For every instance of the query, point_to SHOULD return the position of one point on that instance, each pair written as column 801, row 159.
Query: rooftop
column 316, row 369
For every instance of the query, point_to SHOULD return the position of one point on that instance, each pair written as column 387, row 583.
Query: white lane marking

+++

Assignment :: Repeat the material exactly, please, so that each line matches its source.

Answer section ::
For every instance of the query, point_to SHOULD return the position of one point on that instance, each pair written as column 801, row 159.
Query: rooftop
column 316, row 369
For every instance of the query, point_to SHOULD return the position of one point on that instance, each pair written as column 387, row 583.
Query: white lane marking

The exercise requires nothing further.